* Exercise text
::::

The Society also has a set of annual awards to honor the achievements of its members. These include an award for the best article published in the Comparative Education Review, which since 1989 has been named in honor of George Z. F. Bereday, the journal's first editor and professor at Teachers College, Columbia University; a dissertation award (since 1994) named in honor of Gail P. Kelly, a professor at University at Buffalo; an Honorary Fellows award; as well as a Joyce L. Cain Award (from 2001) to recognize excellent scholarship on educational themes relating to people of African descent and (since 2011) a Jackie Kirk Memorial Award that recognizes a book related to gender and education and/or education in conflict. Additionally, many CIES SIGs also make annual awards.

== Activities ==
CIES holds an annual conference, typically in February or March, attended by 3000–4000 policymakers, practitioners, students and academics. The location shifts from year to year, moving around major US cities and sometimes taking place in Mexico or Canada. This five-day conference showcases comparative and international research and includes participants from around the globe who engage in knowledge exchange and professional development. Conferences have also included pre-conference workshops and an exhibit hall. During the COVID disruptions of 2020 and 2021 the annual conference shifted to being online-only.

During the annual CIES conference the George F. Kneller Lecture is delivered, among various other highlighted panels.

CIES also sponsors regional conferences and has organized topical seminars and workshops.

::::

[Free-text descriptions of objects]
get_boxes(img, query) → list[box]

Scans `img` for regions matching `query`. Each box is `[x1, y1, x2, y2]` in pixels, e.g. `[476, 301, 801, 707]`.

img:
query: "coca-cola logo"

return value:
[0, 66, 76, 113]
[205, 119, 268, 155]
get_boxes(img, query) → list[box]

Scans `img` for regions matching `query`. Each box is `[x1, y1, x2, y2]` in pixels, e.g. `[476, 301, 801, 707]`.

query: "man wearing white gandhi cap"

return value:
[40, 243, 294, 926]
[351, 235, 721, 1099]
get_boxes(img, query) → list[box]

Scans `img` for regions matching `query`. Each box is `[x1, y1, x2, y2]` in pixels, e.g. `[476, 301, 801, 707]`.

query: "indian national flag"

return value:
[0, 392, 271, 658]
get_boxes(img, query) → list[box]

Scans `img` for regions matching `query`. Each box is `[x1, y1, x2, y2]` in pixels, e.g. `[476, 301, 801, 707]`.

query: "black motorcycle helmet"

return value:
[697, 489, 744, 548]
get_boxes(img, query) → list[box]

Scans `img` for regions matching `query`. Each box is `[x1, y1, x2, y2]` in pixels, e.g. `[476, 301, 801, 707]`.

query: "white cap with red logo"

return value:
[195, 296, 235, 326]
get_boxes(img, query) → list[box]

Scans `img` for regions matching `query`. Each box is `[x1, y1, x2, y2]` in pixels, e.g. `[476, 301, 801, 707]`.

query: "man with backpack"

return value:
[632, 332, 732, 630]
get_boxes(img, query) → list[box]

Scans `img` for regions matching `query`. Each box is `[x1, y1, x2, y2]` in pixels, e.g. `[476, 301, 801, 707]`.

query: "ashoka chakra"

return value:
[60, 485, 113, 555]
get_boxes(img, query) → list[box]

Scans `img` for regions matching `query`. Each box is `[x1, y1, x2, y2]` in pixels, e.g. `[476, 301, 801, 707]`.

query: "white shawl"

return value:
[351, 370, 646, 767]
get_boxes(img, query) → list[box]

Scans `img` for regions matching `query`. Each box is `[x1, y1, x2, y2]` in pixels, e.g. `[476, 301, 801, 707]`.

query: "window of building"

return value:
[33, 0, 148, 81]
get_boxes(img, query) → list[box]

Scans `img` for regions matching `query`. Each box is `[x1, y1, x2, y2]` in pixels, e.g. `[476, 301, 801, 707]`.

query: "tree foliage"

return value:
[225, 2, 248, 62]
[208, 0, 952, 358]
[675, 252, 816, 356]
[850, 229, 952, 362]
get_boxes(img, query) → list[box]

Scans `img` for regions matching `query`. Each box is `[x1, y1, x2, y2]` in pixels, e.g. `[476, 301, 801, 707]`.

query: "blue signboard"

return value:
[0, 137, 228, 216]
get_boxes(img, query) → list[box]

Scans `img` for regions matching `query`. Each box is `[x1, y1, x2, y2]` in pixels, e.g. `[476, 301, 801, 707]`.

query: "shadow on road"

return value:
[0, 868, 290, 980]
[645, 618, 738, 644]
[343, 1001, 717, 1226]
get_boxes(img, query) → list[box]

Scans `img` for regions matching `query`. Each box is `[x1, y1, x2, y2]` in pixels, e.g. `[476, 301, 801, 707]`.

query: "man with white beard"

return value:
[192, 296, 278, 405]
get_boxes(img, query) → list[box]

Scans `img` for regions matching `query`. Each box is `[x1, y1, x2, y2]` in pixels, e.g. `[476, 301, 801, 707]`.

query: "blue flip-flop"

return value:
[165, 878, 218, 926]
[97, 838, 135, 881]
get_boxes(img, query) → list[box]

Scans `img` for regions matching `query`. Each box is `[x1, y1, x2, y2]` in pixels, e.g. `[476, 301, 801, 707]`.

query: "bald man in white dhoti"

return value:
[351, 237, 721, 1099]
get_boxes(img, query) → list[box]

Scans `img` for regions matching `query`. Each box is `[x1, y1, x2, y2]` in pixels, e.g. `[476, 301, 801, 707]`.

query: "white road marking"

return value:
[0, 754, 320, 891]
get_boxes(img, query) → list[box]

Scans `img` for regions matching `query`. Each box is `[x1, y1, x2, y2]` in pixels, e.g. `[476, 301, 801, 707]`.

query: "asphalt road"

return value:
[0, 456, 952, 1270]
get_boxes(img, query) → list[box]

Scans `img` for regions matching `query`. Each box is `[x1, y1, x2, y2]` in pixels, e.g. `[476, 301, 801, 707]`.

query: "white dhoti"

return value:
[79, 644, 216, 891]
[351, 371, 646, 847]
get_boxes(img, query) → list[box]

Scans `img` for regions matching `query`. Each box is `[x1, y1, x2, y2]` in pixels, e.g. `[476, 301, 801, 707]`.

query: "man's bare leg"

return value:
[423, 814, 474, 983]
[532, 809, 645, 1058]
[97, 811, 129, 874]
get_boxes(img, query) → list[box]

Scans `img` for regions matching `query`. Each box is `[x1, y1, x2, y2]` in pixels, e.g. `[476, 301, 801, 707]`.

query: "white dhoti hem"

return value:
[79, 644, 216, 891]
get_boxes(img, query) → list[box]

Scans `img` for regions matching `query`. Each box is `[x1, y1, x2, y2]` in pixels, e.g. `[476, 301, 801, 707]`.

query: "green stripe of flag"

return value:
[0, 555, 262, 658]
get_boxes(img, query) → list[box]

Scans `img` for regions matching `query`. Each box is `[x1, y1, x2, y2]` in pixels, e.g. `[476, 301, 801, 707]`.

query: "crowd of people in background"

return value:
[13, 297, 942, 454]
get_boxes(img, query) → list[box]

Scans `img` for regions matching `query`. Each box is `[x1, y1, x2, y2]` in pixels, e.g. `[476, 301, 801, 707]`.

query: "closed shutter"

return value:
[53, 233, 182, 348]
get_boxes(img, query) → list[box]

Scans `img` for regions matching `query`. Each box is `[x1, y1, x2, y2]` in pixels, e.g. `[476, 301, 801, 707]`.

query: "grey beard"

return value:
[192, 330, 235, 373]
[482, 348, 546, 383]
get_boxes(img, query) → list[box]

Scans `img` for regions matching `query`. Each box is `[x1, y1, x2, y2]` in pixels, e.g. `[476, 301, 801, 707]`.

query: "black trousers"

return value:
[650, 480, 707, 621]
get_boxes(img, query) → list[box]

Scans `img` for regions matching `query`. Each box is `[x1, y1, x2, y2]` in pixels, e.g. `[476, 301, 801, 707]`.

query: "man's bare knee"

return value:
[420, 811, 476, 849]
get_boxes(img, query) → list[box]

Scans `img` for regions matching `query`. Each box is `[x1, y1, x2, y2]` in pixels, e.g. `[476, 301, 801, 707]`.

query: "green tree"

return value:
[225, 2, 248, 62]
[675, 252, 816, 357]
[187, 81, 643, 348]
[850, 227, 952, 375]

::::

* Description of the task
Can you reproduce the CIES text word for word, beginning at the words "The Society also" and stopping after "make annual awards."?

* Exercise answer
The Society also has a set of annual awards to honor the achievements of its members. These include an award for the best article published in the Comparative Education Review, which since 1989 has been named in honor of George Z. F. Bereday, the journal's first editor and professor at Teachers College, Columbia University; a dissertation award (since 1994) named in honor of Gail P. Kelly, a professor at University at Buffalo; an Honorary Fellows award; as well as a Joyce L. Cain Award (from 2001) to recognize excellent scholarship on educational themes relating to people of African descent and (since 2011) a Jackie Kirk Memorial Award that recognizes a book related to gender and education and/or education in conflict. Additionally, many CIES SIGs also make annual awards.